### Referring expression data:
-.-.-
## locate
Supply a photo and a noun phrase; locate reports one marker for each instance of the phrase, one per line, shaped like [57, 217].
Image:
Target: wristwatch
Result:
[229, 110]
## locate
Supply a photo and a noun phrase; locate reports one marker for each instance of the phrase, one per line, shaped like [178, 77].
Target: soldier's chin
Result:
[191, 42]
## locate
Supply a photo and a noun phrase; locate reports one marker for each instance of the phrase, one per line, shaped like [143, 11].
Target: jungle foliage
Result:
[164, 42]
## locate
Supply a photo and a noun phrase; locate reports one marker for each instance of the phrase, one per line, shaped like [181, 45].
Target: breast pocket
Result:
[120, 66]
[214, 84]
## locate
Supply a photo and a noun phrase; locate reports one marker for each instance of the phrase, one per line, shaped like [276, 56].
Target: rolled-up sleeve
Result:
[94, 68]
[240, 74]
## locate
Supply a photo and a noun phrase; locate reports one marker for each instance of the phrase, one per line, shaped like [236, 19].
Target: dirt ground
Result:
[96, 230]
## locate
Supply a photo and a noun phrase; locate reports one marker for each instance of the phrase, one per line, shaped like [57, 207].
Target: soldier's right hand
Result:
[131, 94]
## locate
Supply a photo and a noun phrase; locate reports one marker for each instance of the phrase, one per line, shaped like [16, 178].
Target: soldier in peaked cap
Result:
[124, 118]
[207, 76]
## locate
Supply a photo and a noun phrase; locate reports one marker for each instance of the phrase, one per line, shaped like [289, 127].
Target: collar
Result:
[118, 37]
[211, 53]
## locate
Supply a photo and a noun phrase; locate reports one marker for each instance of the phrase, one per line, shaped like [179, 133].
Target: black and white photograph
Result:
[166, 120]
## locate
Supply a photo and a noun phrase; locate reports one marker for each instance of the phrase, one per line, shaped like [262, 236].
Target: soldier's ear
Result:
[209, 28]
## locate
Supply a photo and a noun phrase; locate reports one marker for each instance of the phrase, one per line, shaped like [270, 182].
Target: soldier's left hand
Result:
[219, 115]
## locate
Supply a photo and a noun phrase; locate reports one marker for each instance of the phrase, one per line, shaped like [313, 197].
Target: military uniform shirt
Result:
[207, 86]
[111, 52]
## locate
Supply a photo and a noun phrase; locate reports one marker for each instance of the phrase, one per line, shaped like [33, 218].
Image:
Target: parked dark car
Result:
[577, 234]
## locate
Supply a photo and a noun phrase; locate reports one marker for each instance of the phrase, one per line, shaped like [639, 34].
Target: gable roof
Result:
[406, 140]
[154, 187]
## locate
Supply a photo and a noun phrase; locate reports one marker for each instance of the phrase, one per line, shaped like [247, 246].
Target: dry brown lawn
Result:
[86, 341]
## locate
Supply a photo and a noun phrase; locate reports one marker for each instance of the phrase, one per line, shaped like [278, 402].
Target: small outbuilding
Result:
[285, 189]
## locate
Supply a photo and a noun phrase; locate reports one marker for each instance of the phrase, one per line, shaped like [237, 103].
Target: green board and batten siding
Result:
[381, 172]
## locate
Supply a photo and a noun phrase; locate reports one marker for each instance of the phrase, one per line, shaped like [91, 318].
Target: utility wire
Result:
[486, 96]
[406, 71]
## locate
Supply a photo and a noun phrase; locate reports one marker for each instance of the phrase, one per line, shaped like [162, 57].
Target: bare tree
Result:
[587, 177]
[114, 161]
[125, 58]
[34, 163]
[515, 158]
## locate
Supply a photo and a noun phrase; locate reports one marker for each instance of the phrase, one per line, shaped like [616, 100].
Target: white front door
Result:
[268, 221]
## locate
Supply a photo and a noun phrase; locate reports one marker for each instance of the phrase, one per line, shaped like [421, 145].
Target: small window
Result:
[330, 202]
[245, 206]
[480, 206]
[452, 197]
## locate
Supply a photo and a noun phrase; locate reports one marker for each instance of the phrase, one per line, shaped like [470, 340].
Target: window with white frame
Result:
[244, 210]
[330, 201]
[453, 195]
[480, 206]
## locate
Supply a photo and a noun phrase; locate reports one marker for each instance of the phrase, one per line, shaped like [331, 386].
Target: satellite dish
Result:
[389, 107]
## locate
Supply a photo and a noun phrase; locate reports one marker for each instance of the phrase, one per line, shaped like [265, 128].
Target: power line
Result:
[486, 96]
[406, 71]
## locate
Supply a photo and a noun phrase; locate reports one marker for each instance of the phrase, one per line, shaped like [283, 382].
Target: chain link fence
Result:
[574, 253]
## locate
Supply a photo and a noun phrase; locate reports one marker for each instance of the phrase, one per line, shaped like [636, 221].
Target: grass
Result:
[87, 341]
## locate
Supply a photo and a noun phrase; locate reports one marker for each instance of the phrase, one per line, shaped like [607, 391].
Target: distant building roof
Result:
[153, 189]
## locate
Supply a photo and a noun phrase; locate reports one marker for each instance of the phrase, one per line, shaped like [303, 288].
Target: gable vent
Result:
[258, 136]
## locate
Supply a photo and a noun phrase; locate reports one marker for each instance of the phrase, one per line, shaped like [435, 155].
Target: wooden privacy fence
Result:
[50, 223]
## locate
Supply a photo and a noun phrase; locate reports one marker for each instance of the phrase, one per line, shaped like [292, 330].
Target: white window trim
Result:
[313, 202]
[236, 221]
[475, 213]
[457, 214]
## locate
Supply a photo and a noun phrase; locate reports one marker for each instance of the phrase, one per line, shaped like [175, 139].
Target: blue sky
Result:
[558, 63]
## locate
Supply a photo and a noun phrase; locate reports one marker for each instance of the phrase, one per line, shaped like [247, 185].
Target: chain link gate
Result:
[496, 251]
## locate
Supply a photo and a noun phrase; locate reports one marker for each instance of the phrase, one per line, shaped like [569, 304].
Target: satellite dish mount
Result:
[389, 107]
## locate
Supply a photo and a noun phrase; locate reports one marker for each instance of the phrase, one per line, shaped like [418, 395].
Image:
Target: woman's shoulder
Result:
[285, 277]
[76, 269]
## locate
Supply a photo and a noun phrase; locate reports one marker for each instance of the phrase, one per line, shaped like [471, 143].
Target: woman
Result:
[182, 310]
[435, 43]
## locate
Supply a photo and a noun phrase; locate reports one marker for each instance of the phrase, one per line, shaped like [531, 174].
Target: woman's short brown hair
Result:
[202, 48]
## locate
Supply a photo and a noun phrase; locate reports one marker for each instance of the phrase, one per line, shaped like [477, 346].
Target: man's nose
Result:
-.-.-
### Problem to solve:
For the word "chain", count the lines of the data that contain it and report only the total.

### Task response:
2